> [Problem statement] Select every line in the items below that contains the string "building" and copy each of those lines out in full.

> [Supplied records]
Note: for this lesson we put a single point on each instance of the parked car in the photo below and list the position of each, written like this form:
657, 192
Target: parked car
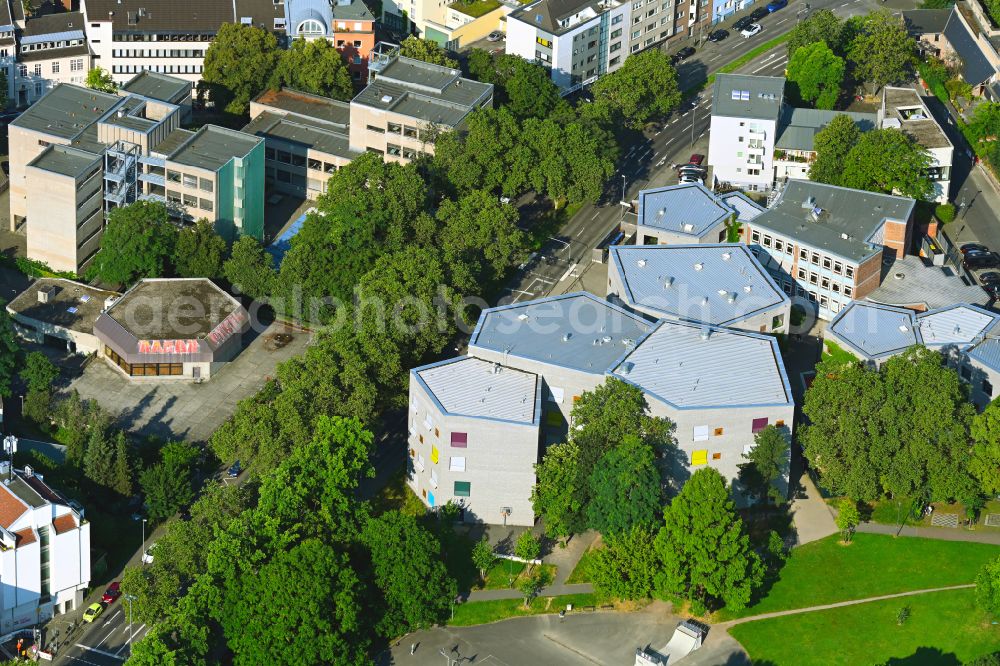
112, 593
93, 612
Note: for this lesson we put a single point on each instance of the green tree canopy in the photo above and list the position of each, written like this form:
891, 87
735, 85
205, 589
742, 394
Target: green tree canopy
238, 64
705, 555
816, 75
137, 243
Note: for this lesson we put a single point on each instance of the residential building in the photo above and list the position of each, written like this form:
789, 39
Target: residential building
903, 109
828, 243
473, 438
408, 103
745, 114
196, 329
130, 36
77, 153
44, 551
722, 285
305, 139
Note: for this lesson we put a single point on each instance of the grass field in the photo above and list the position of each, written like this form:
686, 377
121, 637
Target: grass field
943, 629
824, 571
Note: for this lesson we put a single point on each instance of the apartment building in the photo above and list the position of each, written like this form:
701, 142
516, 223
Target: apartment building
903, 109
745, 114
722, 285
130, 36
77, 153
408, 103
44, 551
827, 244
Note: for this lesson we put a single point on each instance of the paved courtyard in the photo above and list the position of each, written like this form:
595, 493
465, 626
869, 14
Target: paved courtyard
182, 409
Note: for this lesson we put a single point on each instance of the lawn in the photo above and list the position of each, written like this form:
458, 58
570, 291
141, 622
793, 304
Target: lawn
943, 629
824, 571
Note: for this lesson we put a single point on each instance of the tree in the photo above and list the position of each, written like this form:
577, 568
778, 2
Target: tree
250, 268
238, 64
199, 251
988, 587
624, 488
900, 430
832, 144
768, 463
704, 553
882, 52
100, 79
137, 242
483, 556
406, 561
559, 495
427, 50
816, 75
847, 519
889, 161
643, 88
527, 547
314, 66
625, 567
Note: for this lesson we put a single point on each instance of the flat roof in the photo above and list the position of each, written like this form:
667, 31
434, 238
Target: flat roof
66, 110
467, 386
578, 331
172, 308
747, 96
696, 366
157, 86
66, 161
849, 223
689, 209
719, 284
72, 305
212, 147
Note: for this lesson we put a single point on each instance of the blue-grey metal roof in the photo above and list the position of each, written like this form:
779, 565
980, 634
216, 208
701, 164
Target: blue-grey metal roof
874, 331
691, 209
976, 67
467, 386
717, 284
959, 325
691, 366
578, 331
745, 207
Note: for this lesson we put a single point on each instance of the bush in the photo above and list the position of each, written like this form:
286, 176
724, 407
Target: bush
945, 213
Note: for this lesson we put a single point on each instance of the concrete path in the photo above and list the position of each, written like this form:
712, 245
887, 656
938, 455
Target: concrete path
943, 533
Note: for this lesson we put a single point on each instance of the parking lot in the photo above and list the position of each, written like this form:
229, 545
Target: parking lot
182, 409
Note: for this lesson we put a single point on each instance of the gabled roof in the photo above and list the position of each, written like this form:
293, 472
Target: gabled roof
578, 331
697, 366
721, 284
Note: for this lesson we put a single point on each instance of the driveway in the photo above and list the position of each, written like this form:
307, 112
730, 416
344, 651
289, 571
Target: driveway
181, 409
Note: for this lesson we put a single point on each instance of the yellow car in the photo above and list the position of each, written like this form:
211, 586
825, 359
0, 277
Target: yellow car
92, 612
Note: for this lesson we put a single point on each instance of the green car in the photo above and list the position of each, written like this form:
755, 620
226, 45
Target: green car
93, 610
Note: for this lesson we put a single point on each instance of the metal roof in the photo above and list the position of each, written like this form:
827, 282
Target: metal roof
717, 284
578, 331
761, 99
875, 331
848, 223
695, 366
467, 386
689, 209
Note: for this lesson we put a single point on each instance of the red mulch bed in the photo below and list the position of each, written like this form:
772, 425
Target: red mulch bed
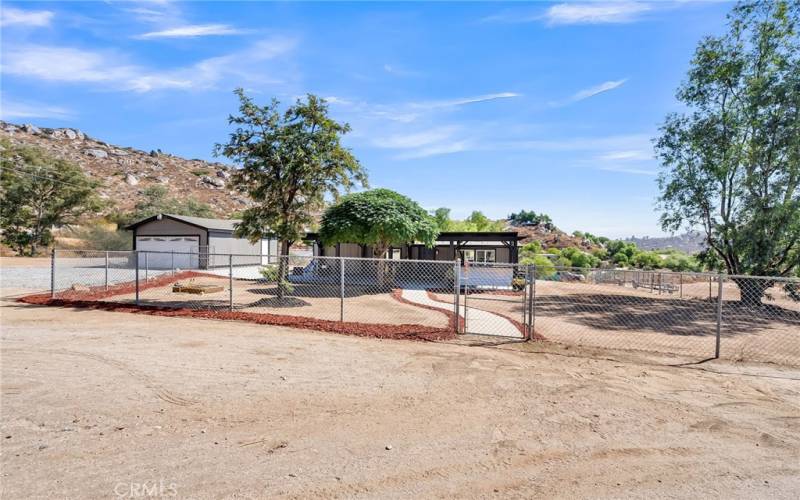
90, 299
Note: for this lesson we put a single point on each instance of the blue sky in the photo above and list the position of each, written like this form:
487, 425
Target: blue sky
478, 106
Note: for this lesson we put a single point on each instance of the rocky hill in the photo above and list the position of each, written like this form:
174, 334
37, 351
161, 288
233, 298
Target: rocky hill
550, 237
691, 242
125, 172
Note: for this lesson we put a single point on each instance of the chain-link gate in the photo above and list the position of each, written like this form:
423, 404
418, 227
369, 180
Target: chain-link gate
495, 299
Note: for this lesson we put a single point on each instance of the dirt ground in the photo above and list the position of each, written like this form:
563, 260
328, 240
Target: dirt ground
311, 301
611, 316
24, 262
99, 404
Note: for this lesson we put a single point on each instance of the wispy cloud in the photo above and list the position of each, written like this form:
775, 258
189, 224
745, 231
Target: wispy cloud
9, 16
594, 13
632, 155
449, 103
629, 170
574, 13
396, 70
590, 92
111, 71
193, 31
416, 139
13, 110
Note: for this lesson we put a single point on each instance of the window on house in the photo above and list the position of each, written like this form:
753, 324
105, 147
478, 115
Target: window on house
479, 255
484, 256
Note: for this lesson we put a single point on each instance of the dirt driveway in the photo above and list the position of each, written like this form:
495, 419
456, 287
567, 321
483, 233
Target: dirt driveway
99, 404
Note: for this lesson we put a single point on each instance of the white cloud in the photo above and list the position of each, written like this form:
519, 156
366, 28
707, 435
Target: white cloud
437, 149
594, 13
193, 31
630, 170
11, 110
416, 139
631, 155
590, 92
10, 16
449, 103
110, 70
395, 70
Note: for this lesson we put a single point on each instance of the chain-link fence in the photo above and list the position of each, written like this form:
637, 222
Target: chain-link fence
693, 315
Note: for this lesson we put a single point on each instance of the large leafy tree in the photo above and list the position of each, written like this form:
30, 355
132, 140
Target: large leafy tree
732, 160
380, 218
290, 160
37, 193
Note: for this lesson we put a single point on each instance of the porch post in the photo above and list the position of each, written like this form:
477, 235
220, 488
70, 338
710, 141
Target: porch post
53, 273
456, 292
136, 255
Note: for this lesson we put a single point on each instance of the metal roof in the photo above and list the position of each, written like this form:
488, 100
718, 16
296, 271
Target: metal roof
227, 225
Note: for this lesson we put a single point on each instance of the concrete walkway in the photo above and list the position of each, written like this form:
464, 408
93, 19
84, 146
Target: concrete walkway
478, 321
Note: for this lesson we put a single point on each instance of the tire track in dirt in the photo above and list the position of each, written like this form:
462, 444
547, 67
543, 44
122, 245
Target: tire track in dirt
159, 391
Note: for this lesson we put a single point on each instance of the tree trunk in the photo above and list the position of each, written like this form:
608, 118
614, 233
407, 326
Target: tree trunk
752, 290
380, 265
283, 268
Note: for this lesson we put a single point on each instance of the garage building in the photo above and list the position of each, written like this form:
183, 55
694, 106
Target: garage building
192, 242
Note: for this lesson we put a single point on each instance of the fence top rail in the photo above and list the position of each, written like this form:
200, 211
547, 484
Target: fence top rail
92, 253
95, 253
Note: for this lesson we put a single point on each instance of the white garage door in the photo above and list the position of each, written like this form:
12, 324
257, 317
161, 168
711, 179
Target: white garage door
180, 252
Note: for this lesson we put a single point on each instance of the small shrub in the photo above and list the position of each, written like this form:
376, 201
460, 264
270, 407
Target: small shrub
518, 284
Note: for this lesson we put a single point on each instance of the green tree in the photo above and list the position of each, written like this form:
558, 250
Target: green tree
37, 193
442, 217
290, 162
380, 218
530, 217
732, 161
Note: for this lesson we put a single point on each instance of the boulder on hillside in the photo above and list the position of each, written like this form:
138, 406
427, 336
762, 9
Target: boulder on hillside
31, 129
97, 153
212, 181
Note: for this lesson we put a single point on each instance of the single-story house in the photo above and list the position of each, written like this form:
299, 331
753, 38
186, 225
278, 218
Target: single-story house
501, 247
191, 242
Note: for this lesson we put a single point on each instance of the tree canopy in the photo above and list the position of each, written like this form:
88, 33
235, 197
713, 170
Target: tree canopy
476, 222
291, 160
731, 162
380, 218
529, 217
39, 192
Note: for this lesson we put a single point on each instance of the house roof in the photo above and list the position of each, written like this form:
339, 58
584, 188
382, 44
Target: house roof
456, 236
227, 225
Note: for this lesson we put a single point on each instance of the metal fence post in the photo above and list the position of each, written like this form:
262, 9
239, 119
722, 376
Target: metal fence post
341, 289
532, 301
230, 282
456, 294
719, 316
136, 255
53, 273
106, 270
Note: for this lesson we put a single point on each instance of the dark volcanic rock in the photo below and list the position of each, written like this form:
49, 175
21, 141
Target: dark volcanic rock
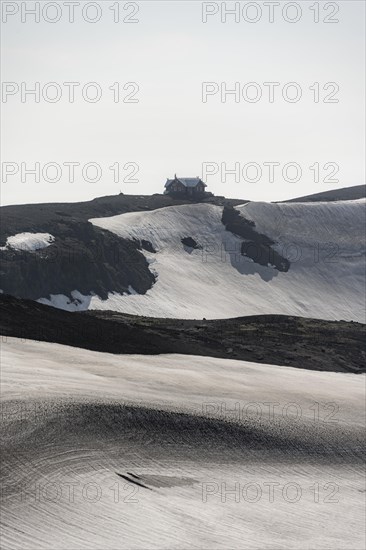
191, 243
83, 257
275, 339
256, 246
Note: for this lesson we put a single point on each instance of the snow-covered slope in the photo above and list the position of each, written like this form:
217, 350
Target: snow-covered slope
29, 241
228, 454
323, 241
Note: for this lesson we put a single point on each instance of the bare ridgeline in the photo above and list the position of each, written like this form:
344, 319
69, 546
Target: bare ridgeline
183, 371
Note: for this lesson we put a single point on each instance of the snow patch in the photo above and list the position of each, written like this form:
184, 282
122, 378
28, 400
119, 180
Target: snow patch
29, 242
324, 243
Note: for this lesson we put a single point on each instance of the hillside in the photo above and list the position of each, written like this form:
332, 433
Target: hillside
343, 194
278, 339
158, 257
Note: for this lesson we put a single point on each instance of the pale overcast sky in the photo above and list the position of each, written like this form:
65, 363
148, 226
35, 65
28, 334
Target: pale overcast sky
169, 53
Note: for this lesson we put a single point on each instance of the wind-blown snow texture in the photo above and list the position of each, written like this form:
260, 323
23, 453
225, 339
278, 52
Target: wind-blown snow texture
323, 241
29, 241
206, 439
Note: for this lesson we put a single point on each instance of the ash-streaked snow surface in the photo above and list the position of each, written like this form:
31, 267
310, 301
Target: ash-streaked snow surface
323, 241
171, 451
29, 242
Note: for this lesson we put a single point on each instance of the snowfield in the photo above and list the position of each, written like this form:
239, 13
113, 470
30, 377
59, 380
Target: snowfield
323, 241
215, 453
29, 242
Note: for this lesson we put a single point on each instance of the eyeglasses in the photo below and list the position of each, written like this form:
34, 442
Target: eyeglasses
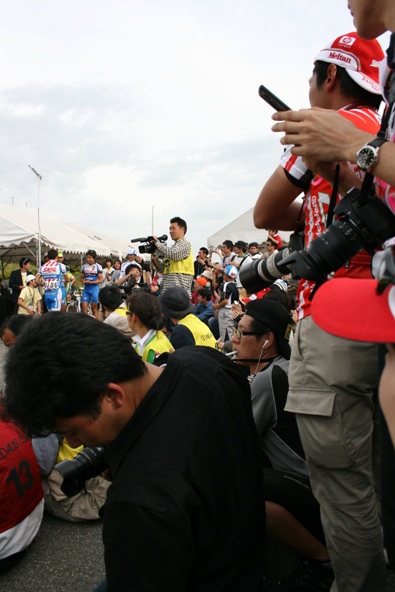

> [Result]
Note: for this lesson we put a single point on each instance of the residential building in the photo above and list the position of each, written like this form:
Target: residential building
Note: for this lesson we put a single point on each instance of the apartment building in the photo above and list the position of each, written like this form:
Target: apartment building
Note: for this lesson we put a single point on each instance of the garage building in the photo above and list the position of each, written like this form:
Target: garage building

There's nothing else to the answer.